Short problem:
All entries should be output exactly as they stand.

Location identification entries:
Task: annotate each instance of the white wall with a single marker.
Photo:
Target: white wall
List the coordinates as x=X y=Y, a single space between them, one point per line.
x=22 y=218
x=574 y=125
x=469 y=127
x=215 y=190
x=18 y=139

Reply:
Task: annotate each instance of the white wall with a single marker.
Photo:
Target: white wall
List the coordinates as x=X y=Y, a single space between them, one point per line.
x=22 y=218
x=574 y=125
x=469 y=127
x=215 y=190
x=18 y=139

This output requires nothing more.